Return the line containing "of the sediment-laden" and all lines after it exactly; stop at the end of the material.

→ DATA EXTRACT:
==============================

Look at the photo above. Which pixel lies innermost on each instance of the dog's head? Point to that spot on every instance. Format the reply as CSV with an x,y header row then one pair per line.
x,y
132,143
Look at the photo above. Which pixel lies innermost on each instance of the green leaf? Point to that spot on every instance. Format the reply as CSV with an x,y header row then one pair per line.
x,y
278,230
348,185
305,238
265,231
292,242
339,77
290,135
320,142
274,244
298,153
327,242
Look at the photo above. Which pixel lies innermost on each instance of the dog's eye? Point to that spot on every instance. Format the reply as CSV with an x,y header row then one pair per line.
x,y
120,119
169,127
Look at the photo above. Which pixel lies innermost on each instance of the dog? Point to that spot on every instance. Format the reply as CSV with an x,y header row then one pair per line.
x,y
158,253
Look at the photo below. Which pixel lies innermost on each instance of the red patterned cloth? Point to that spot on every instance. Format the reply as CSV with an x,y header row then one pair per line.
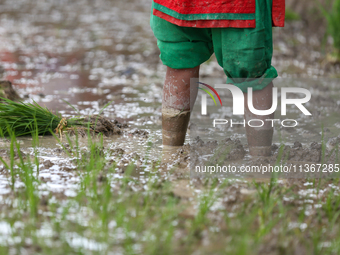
x,y
215,13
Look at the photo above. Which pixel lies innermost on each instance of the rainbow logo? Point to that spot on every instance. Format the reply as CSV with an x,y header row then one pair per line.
x,y
209,93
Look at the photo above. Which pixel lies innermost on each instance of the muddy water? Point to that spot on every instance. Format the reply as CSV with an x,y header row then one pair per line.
x,y
90,53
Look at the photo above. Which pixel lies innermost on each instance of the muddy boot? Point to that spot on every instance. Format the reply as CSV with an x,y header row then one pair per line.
x,y
260,138
179,94
174,126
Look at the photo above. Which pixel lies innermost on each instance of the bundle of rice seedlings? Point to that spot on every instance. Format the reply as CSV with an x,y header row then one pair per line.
x,y
30,118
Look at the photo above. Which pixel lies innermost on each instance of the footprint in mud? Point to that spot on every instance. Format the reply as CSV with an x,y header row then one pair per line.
x,y
218,152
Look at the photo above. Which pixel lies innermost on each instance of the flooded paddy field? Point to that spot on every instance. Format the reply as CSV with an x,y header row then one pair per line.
x,y
125,193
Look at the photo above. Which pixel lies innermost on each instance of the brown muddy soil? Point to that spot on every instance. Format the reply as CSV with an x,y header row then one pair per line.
x,y
7,91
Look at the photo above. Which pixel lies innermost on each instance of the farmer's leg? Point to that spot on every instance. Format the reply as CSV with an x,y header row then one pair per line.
x,y
176,104
182,49
245,55
260,138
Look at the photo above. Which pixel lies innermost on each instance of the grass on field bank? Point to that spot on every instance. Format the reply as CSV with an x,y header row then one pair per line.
x,y
30,118
113,213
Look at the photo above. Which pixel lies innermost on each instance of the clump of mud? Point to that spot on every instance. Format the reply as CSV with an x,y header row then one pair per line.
x,y
210,152
98,124
298,153
7,91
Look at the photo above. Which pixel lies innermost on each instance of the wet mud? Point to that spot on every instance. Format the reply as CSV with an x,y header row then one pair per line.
x,y
92,56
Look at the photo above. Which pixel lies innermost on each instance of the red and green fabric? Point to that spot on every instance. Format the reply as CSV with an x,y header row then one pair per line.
x,y
215,13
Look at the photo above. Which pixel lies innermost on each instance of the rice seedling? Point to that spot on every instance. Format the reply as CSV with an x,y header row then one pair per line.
x,y
32,119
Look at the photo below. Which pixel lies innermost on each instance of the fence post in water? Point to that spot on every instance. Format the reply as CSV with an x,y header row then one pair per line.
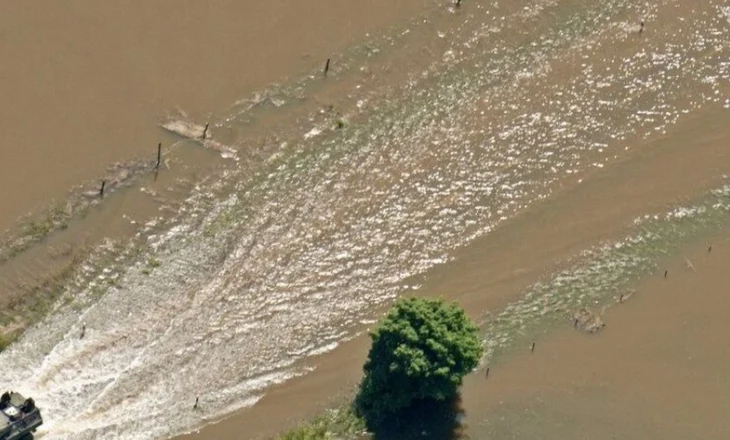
x,y
159,155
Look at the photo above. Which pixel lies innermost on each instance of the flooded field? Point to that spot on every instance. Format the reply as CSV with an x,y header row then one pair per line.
x,y
496,145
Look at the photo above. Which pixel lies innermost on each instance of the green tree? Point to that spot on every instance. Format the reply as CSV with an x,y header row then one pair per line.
x,y
421,350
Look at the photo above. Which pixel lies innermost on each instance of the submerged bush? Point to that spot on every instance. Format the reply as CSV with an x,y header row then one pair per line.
x,y
421,351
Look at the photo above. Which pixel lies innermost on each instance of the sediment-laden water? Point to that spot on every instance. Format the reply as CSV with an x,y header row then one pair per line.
x,y
224,299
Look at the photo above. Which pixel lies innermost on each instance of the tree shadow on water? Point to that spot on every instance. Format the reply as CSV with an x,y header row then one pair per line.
x,y
424,420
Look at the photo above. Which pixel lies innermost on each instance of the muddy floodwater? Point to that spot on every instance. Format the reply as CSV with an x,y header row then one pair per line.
x,y
539,161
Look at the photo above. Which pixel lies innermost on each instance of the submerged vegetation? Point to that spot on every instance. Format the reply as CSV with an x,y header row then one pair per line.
x,y
336,423
421,351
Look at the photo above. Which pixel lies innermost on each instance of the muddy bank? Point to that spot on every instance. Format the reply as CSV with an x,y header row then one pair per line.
x,y
498,268
269,266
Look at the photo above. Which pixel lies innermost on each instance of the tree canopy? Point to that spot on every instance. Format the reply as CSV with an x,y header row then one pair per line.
x,y
421,350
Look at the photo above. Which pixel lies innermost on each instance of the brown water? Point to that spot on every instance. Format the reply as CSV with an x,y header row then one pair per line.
x,y
84,84
482,150
498,268
658,370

==============================

→ FINISHED ANSWER:
Look at the photo above. Which pixel lies innermost on each instance of the sediment-laden water? Point to that spot on every instance. Format the reply as CSV with an x,y header row then one pair per line.
x,y
224,299
Look at the photo above. Which pixel lies innermost on each instance of the tree shadow on water? Point to that spot on every instance. Format the reply as CSV with an x,y header row then one pair per line.
x,y
424,420
Look at the photo above. Which pixel lies innermost on each instance of the muddy floodwater? Point to that spot on every instance. Format the reply as CSV with an x,y header row then one pair per line.
x,y
539,161
Look at the photo above. Which pixel lies innermost on each instance of the submerged vegetation? Point to that spot on every instance. Format the reply as CSV with an x,y header row then one pair per line.
x,y
336,423
421,351
Look at the photo above. Which pixel lies innermost on each instance of the muddy bank? Point to that spot on every instance. Format the reply as CSV with an x,y header row then one pair per line.
x,y
498,268
269,266
Look at the photo above. Which pixel lies innermost on each instance of the tree canopy? Point to that spot on every instance. Format the reply as CSV with an x,y header row then one pair per line.
x,y
421,350
Look at the photo above. Which pixel lies innermost on each instance of the brown water? Point to that spot on every instance. Format the reply as CSV with an x,y header row then one pair per line.
x,y
84,84
482,150
498,268
658,370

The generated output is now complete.